= INSTRUCTIONS TO FOLLOW =
Copy every line of the records below word for word, leaving out the pictures.
--- begin DATASET ---
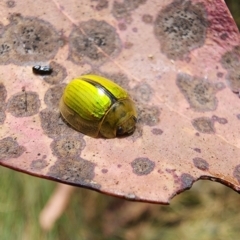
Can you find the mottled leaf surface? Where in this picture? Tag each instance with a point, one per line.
(179, 60)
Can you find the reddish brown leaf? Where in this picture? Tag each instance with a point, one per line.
(178, 59)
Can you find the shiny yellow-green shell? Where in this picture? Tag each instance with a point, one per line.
(97, 106)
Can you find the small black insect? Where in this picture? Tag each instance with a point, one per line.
(42, 70)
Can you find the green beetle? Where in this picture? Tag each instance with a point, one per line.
(97, 106)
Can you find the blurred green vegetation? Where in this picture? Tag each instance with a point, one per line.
(208, 211)
(234, 7)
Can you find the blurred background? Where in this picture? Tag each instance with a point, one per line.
(208, 211)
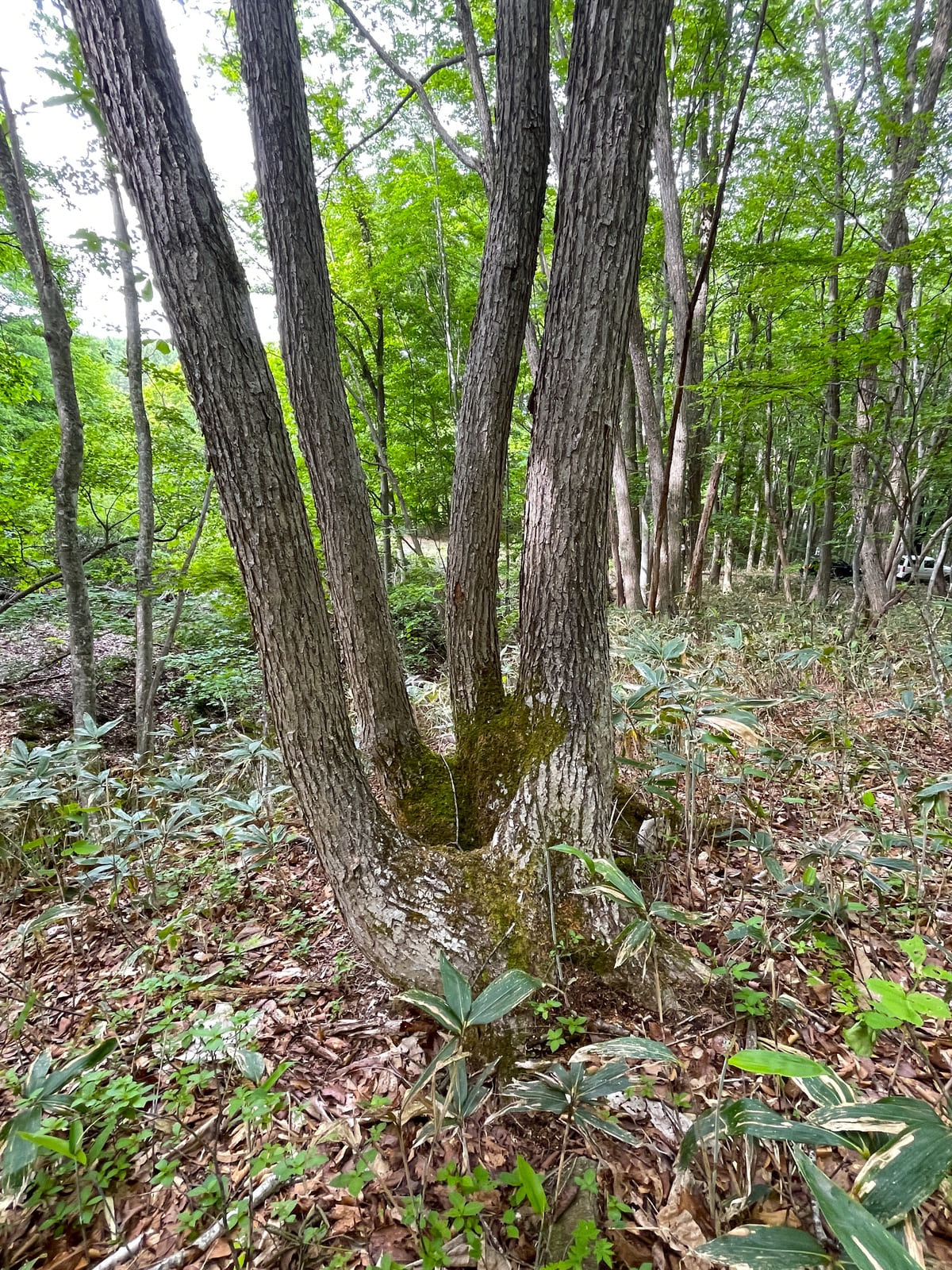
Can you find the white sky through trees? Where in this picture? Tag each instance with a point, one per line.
(54, 139)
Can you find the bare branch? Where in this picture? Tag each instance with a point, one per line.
--- end DATASET ---
= WRITTEN ANSWER =
Can you find the mottled leaf surface? Where in this picture? Tag each instance with a point, one per line.
(179, 60)
Can you find the reddish brown leaf? Where in this picture? Tag each instance with a point, one per line.
(178, 59)
Can you find the shiny yellow-green shell? Where in this picture? Tag each instance with a point, one per line.
(97, 106)
Can you find the small black insect? Where in this picture? Tag each instance with a point, one per line.
(42, 70)
Can you find the green beetle? Where in this picture? Tag each instance with a point, one per line.
(97, 106)
Can you find the blurred green vegetation? Where in this picture? Tag each instance with a point, one per line.
(208, 211)
(234, 7)
Can you find the blurred background? Where in this picture? Tag each instance with a point, one per line.
(208, 211)
Can you find the white sky through trees? Where in this picture? Tag each instance with a point, one per line.
(54, 139)
Can you find the bare branch? Where in this picture? Tag each instance with a point, one per line.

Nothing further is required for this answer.